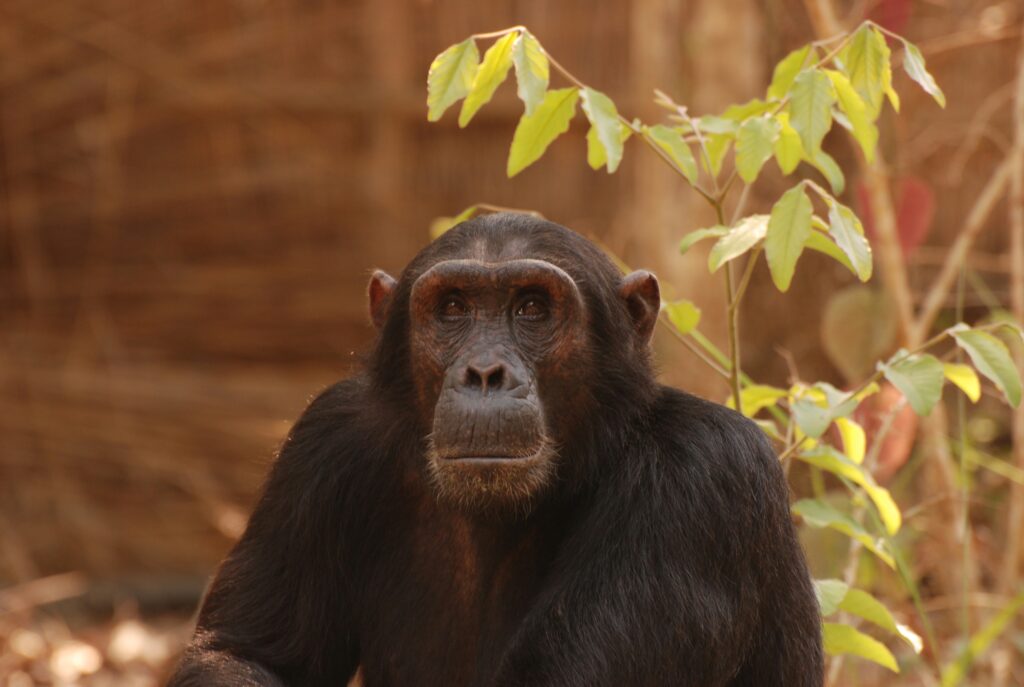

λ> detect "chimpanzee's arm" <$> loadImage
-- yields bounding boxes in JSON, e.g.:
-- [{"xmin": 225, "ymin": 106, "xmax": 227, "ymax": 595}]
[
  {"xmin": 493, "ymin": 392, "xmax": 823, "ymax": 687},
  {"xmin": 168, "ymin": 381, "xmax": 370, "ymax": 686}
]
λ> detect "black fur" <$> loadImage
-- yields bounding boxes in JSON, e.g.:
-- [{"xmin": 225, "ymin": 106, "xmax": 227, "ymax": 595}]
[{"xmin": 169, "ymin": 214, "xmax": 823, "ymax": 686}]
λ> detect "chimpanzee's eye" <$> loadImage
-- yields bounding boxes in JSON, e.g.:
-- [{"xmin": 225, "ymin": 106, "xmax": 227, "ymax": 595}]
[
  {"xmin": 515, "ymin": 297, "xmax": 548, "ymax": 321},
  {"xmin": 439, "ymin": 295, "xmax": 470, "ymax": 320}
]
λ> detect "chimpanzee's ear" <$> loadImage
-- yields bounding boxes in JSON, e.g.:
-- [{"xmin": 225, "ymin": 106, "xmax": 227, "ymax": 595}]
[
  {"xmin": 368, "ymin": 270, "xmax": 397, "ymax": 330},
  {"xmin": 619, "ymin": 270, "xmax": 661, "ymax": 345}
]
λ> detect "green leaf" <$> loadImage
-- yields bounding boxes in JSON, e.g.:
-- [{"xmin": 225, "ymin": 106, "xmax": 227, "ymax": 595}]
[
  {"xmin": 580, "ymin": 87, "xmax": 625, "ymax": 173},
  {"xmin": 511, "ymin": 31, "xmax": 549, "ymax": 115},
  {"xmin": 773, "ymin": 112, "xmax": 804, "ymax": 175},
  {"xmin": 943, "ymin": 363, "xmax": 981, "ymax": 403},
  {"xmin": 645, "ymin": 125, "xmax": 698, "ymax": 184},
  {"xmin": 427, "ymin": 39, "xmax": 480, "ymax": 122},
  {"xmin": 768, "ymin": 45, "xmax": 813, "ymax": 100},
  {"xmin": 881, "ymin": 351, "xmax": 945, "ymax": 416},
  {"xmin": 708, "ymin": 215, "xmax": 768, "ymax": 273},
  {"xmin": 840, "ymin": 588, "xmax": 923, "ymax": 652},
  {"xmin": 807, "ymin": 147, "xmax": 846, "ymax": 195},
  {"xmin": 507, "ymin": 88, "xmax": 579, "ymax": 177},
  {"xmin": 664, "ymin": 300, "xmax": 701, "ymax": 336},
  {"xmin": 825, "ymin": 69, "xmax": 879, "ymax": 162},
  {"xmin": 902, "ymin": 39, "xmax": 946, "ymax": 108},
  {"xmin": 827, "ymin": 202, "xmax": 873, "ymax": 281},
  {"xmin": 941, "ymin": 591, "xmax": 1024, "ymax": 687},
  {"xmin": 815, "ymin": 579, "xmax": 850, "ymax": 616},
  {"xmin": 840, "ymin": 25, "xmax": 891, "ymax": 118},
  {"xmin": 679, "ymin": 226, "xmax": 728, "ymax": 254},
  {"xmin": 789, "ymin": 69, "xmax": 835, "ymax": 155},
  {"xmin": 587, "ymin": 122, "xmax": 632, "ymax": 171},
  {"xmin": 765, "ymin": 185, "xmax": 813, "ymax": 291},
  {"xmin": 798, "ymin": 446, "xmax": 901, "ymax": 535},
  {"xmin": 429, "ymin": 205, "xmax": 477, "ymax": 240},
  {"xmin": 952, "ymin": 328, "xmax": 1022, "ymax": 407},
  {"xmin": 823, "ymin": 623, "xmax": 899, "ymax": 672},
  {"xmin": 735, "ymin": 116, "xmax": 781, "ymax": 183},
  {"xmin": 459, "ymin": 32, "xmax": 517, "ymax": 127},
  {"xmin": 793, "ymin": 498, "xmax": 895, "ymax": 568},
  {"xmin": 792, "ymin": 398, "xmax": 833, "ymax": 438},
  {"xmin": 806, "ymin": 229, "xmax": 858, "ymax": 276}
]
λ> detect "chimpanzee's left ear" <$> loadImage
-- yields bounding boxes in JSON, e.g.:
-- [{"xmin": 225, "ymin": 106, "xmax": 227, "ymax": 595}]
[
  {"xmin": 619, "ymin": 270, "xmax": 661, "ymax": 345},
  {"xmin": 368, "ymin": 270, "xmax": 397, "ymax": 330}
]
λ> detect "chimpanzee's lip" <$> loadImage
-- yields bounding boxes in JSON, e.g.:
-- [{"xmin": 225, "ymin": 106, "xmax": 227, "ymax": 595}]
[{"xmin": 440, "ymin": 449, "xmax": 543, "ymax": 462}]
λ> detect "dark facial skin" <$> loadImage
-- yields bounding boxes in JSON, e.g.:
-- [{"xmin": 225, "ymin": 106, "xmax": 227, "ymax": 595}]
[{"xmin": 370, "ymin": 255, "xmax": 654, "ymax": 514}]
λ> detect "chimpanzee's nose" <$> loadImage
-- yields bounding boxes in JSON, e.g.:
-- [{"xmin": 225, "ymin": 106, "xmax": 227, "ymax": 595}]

**EXERCISE**
What is needed is every entry written out word for word, with no pictures.

**RESPONSE FOR THIS EXERCISE**
λ> detect "chimpanzee's arm" <$> loadImage
-- yields bounding boxes in JSON, e.g.:
-- [{"xmin": 225, "ymin": 106, "xmax": 227, "ymax": 595}]
[
  {"xmin": 493, "ymin": 392, "xmax": 823, "ymax": 687},
  {"xmin": 168, "ymin": 381, "xmax": 370, "ymax": 686}
]
λ> detect "black fur" <$> loadImage
-- yields bounding boxes in JSON, e.g.:
-- [{"xmin": 225, "ymin": 106, "xmax": 227, "ymax": 595}]
[{"xmin": 169, "ymin": 214, "xmax": 823, "ymax": 686}]
λ> detect "chimpanzee's eye" <$> loadImage
-- yields bounding boxes in JSON, e.g.:
-- [{"xmin": 225, "ymin": 106, "xmax": 227, "ymax": 595}]
[
  {"xmin": 515, "ymin": 297, "xmax": 548, "ymax": 321},
  {"xmin": 439, "ymin": 295, "xmax": 470, "ymax": 320}
]
λ> detect "chimpanzee's ear" <$> loadImage
-- yields bounding boxes in JSON, e.g.:
-- [{"xmin": 225, "ymin": 106, "xmax": 227, "ymax": 595}]
[
  {"xmin": 368, "ymin": 270, "xmax": 397, "ymax": 330},
  {"xmin": 619, "ymin": 270, "xmax": 661, "ymax": 345}
]
λ> detect "green leaf" <$> loadImage
-- yields bounding boxes in JSON, e.g.:
-- [{"xmin": 225, "ymin": 106, "xmax": 227, "ymax": 595}]
[
  {"xmin": 580, "ymin": 87, "xmax": 625, "ymax": 173},
  {"xmin": 511, "ymin": 31, "xmax": 549, "ymax": 115},
  {"xmin": 773, "ymin": 112, "xmax": 804, "ymax": 175},
  {"xmin": 943, "ymin": 363, "xmax": 981, "ymax": 403},
  {"xmin": 645, "ymin": 125, "xmax": 698, "ymax": 184},
  {"xmin": 427, "ymin": 39, "xmax": 480, "ymax": 122},
  {"xmin": 768, "ymin": 45, "xmax": 813, "ymax": 100},
  {"xmin": 881, "ymin": 351, "xmax": 945, "ymax": 416},
  {"xmin": 708, "ymin": 215, "xmax": 768, "ymax": 273},
  {"xmin": 840, "ymin": 588, "xmax": 923, "ymax": 652},
  {"xmin": 807, "ymin": 147, "xmax": 846, "ymax": 195},
  {"xmin": 507, "ymin": 88, "xmax": 579, "ymax": 177},
  {"xmin": 664, "ymin": 300, "xmax": 701, "ymax": 336},
  {"xmin": 825, "ymin": 69, "xmax": 879, "ymax": 162},
  {"xmin": 902, "ymin": 39, "xmax": 946, "ymax": 108},
  {"xmin": 827, "ymin": 202, "xmax": 873, "ymax": 281},
  {"xmin": 941, "ymin": 591, "xmax": 1024, "ymax": 687},
  {"xmin": 815, "ymin": 579, "xmax": 850, "ymax": 616},
  {"xmin": 840, "ymin": 25, "xmax": 891, "ymax": 118},
  {"xmin": 679, "ymin": 226, "xmax": 728, "ymax": 254},
  {"xmin": 789, "ymin": 69, "xmax": 835, "ymax": 155},
  {"xmin": 587, "ymin": 122, "xmax": 632, "ymax": 171},
  {"xmin": 765, "ymin": 185, "xmax": 813, "ymax": 291},
  {"xmin": 798, "ymin": 446, "xmax": 901, "ymax": 535},
  {"xmin": 429, "ymin": 205, "xmax": 477, "ymax": 240},
  {"xmin": 952, "ymin": 328, "xmax": 1022, "ymax": 407},
  {"xmin": 823, "ymin": 623, "xmax": 899, "ymax": 672},
  {"xmin": 735, "ymin": 116, "xmax": 781, "ymax": 183},
  {"xmin": 459, "ymin": 32, "xmax": 517, "ymax": 127},
  {"xmin": 793, "ymin": 498, "xmax": 895, "ymax": 568},
  {"xmin": 792, "ymin": 398, "xmax": 833, "ymax": 438},
  {"xmin": 806, "ymin": 229, "xmax": 858, "ymax": 276}
]
λ> detect "chimpanzee's left ear" <$> loadImage
-- yields bounding boxes in JSON, e.g.:
-- [{"xmin": 225, "ymin": 106, "xmax": 227, "ymax": 595}]
[
  {"xmin": 619, "ymin": 270, "xmax": 661, "ymax": 345},
  {"xmin": 368, "ymin": 270, "xmax": 397, "ymax": 330}
]
λ> detect "chimpanzee's lip" <$> loadImage
-- yields bounding boxes in JSON, e.g.:
-- [{"xmin": 225, "ymin": 106, "xmax": 227, "ymax": 595}]
[{"xmin": 440, "ymin": 449, "xmax": 543, "ymax": 462}]
λ> detect "dark facial skin" <$> loadImage
-- yields bounding boxes in JSON, e.g.:
-- [{"xmin": 225, "ymin": 106, "xmax": 227, "ymax": 595}]
[{"xmin": 370, "ymin": 255, "xmax": 654, "ymax": 514}]
λ> detect "chimpanzee's nose" <$> loadImage
-- yields bounding boxes in JSON, e.g.:
-- [{"xmin": 225, "ymin": 106, "xmax": 227, "ymax": 595}]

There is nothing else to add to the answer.